- TEXT BLOCK
Begin

AFL-The Electrifying 80's
|Category||Sports||Main Menu Audio & Animation|
|Year Of Production||?|
|Running Time||87:02 (Case: 90)|
|RSDL / Flipper||No/No||Cast & Crew|
|Region Coding||1,2,3,4,5,6||Directed By||None Given|
Aust. Football Video
Visual Entertainment Group
|Pan & Scan/Full Frame||Full Frame||English Dolby Digital 2.0 (224Kb/s)|
|Widescreen Aspect Ratio||None|
|Video Format||576i (PAL)|
|Original Aspect Ratio||1.33:1||Miscellaneous|
|Annoying Product Placement||No|
|Action In or After Credits||No|
Following on from the Sensational Seventies DVD, the AFL has released The Electrifying 80s which covers the highlights and lowlights through the 10 seasons of the 1980s. The feature appears to be a made-for-television program, produced in the early 1990s and hosted by Sandy Roberts. The footage again brings back fond memories of classic games and players. The game in this decade seemed to be in transition; a cross between the traditional brute force style of the 70s mixed with the pace and class of the 90s.
The highlights of each season include:
1980: Phil Carmen head-butting the boundary umpire and receiving a record 20-week suspension.
1981: The start of the coaching careers of Kevin Sheedy, Robert Walls, and Malcolm Blight, and the debut of the seriously insane player Mark "Jacko" Jackson.
1982: The move of the South Melbourne Swans to Sydney.
1983: Controversy over the first aboriginal umpire, and champion player Kevin Bartlett the first player to reach 400 games.
1984: The debut of two future legends - Tony Lockett at St Kilda and Gary Ablett at Geelong.
1985: Two dark incidents - player John Burke suspended for 10 years (that's right) for kicking an opponent and then decking the umpire, and Leigh Matthews being charged with assault and appearing in court after breaking Neville Bruns' jaw.
1986: The introduction of South Australian players Stephen Kernahan, John Platten, and Craig Bradley having a huge impact on the competition.
1987: Introduction of the Brisbane Bears and West Coast Eagles into the competition, and Tony Lockett becoming the first Full Forward to win the Brownlow medal.
1988: The night series becomes the pre-season competition, for many years known as the Fosters Cup.
1989: The classic Grand Final between Hawthorn and Geelong, where the Cats come back behind the sensational Ablett, but fall short by 6 points.
The feature includes some short interviews with players and coaches. Again, with all the classic footage of legendary players and coaches, this is a must for all AFL fans.

End

- LIST OF TASKS
1 > Print the stretch of the review of the AFL 1980s DVD from "1984: The debut" through "on the competition.".
2 > Write what would come next after the last sentence of the review of the AFL 1980s DVD.
The items that come next are separate material and are not part of the review of the AFL 1980s DVD.

- SUPPLIED DATA
Begin

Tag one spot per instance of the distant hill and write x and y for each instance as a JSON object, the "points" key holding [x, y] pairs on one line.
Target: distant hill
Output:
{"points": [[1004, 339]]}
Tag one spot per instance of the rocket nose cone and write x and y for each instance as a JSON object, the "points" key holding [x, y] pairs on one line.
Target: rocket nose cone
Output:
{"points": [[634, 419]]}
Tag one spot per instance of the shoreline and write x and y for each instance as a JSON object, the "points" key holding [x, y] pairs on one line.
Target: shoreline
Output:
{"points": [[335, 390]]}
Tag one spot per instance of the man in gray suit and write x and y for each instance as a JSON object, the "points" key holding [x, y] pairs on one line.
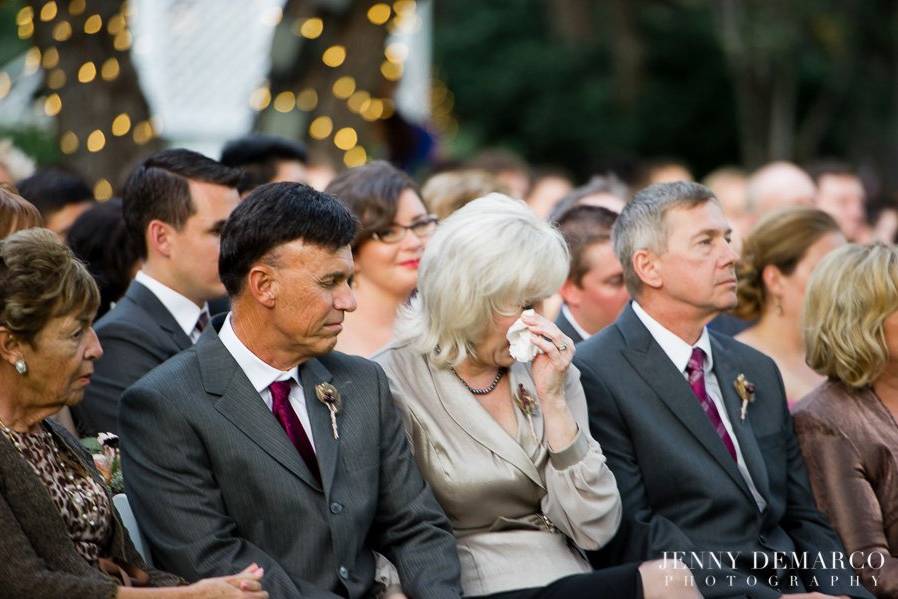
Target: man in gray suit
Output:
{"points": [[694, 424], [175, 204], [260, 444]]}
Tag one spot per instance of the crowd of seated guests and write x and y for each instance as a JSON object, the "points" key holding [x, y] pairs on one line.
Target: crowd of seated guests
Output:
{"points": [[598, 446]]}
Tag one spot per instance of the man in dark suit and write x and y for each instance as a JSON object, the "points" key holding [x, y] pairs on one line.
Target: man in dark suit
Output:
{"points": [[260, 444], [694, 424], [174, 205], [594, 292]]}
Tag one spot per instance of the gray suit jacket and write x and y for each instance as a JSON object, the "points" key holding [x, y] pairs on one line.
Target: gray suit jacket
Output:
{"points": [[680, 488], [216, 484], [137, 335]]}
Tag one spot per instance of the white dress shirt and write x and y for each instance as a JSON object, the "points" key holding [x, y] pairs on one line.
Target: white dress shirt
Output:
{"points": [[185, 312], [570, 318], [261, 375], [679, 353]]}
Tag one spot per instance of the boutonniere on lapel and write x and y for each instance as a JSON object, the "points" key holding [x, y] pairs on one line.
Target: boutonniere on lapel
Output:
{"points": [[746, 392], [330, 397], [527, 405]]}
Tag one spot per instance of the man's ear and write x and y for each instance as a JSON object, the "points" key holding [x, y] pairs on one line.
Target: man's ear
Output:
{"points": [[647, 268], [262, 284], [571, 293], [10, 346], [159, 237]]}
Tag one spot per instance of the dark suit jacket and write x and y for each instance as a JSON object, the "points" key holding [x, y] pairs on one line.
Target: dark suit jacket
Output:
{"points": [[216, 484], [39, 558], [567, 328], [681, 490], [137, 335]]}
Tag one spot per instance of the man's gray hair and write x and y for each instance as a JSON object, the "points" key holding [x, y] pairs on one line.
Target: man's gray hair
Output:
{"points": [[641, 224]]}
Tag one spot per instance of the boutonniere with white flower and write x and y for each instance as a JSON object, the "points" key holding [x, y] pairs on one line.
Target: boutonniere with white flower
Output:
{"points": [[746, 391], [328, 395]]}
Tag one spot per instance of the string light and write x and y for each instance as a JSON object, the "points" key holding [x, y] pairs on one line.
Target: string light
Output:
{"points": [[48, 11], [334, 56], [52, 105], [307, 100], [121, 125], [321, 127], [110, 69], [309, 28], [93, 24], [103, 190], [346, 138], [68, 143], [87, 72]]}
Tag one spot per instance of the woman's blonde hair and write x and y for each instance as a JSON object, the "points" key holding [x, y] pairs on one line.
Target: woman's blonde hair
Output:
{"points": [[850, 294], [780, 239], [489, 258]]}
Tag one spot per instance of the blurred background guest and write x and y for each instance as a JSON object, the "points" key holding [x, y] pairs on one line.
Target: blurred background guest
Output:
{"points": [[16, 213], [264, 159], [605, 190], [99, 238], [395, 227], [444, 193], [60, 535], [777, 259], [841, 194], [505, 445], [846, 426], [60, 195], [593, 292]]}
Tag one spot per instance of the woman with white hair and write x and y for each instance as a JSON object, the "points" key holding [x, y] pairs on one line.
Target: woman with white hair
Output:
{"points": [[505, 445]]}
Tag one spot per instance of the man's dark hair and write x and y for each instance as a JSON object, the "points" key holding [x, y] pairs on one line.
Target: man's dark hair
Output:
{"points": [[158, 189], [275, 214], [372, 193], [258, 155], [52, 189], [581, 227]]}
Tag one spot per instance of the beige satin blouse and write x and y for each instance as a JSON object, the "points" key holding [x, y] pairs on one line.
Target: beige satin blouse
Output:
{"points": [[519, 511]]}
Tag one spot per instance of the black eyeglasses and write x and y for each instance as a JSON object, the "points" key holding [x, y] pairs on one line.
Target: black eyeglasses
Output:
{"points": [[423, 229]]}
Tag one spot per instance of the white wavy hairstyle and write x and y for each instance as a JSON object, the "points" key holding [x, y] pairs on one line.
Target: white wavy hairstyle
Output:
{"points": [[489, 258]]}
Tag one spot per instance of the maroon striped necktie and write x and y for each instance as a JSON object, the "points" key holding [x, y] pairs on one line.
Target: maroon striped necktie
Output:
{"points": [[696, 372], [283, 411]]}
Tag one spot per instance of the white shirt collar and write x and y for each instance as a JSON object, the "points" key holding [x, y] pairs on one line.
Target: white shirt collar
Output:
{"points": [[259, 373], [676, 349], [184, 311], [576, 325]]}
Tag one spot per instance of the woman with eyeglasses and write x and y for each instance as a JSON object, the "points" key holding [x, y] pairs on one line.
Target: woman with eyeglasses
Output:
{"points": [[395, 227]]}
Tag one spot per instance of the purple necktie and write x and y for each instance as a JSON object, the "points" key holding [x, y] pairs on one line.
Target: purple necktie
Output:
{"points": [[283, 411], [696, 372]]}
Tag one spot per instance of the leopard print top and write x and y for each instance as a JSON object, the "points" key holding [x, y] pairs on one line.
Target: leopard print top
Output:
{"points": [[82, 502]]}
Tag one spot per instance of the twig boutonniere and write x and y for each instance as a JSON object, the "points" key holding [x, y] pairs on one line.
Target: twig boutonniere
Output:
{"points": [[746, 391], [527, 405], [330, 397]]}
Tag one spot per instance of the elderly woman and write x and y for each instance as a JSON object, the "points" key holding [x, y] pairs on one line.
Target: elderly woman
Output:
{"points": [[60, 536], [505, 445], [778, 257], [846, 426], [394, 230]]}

End
Begin

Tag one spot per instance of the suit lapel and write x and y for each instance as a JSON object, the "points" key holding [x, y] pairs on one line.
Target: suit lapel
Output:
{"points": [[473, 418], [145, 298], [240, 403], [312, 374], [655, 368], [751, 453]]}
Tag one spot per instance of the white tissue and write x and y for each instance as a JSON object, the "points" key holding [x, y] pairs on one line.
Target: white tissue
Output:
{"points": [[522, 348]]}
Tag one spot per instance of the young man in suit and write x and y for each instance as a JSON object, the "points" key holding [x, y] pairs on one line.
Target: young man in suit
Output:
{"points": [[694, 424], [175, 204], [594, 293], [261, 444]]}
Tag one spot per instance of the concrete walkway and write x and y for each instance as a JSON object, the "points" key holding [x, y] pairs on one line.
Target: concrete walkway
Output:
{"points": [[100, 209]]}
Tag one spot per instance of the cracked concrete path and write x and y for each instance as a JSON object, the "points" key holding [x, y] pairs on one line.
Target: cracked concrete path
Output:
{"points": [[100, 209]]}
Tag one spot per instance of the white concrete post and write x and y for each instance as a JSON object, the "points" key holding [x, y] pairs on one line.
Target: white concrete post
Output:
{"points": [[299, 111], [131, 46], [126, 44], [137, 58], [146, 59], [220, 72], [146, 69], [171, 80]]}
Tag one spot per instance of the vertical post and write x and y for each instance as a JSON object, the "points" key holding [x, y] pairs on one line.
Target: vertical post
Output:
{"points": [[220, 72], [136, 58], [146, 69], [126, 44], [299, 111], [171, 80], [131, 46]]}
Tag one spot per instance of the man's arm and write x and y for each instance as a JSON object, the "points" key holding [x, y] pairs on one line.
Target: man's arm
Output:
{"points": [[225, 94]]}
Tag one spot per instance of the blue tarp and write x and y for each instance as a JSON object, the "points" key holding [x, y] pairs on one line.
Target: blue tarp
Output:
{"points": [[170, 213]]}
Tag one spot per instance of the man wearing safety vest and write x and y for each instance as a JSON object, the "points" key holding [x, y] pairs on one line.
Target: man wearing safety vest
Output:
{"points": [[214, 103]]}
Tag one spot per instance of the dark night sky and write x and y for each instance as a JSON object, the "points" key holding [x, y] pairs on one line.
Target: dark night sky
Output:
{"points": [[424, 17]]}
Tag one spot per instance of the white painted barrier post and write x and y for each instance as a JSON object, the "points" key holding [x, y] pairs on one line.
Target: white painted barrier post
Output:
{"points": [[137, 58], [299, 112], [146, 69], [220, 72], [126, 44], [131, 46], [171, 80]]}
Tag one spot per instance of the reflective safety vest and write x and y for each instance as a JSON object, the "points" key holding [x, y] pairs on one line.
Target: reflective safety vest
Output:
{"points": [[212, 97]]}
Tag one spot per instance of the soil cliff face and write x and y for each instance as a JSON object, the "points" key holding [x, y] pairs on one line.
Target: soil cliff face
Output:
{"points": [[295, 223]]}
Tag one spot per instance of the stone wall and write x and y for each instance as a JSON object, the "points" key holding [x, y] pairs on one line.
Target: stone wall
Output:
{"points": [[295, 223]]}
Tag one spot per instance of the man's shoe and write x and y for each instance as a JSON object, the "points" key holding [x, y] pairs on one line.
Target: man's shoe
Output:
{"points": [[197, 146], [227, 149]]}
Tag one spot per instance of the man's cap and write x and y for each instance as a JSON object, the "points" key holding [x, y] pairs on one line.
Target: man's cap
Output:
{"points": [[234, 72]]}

End

- ANSWERS BELOW
1 >
1984: The debut of two future legends - Tony Lockett at St Kilda and Gary Ablett at Geelong.
1985: Two dark incidents - player John Burke suspended for 10 years (that's right) for kicking an opponent and then decking the umpire, and Leigh Matthews being charged with assault and appearing in court after breaking Neville Bruns' jaw.
1986: The introduction of South Australian players Stephen Kernahan, John Platten, and Craig Bradley having a huge impact on the competition.

2 >
This time around there is no disclaimer about picture quality, and the standard is pretty much on par with what you expect from television shows back in the 1990s. All the footage is in colour, but the colours do seem quite muted. The grounds and the players' jumpers sometimes look very dull. The footage is a little soft and grainy at times, and black levels are okay. Sharpness did pick up slightly towards the latter half of the decade.
There were no MPEG artefacts that I could detect, and no aliasing or edge enhancement. No subtitles are provided.
This is a single layered disc and thus has no layer transition.
An English Dolby Digital 2.0 (224 Kb/s) audio track is provided that is satisfactory.
The feature is a television programme taken from the early 1990s, with footage from throughout the 1980s, and so the sound quality is not fantastic, but is a big improvement over that provided for the footage in the Sensational Seventies feature. The commentary is much clearer overall.
Music hits from the 1980s are used throughout the feature. It was most appropriate to use Take My Breath Away when showing the highlights of the marks of the year.
As before, there is no surround or subwoofer usage throughout the feature.
|Surround Channel Use|
Menu Animation & Audio
The Channel 7 sports theme and football highlights are shown when viewing the main menu.
Provides the ladders at the end of each season. Good for all the trivia buffs out there.
NOTE: To view non-R4 releases, your equipment needs to be multi-zone compatible and usually also NTSC compatible.
The Electrifying 80s is another great bit of football history, and should be in every football fan's DVD collection. The introduction of new teams really paved the way for a national competition, and the debuts of so many legendary players such as Lockett, Dunstall, and Ablett gave a glimpse of how great these players would be in the 1990s. Go out and get it footy fans.
The video quality is satisfactory for the age of the footage.
The sound quality is satisfactory for the age of the source.
The extras are nothing to write home about unless you're into memorising league ladders.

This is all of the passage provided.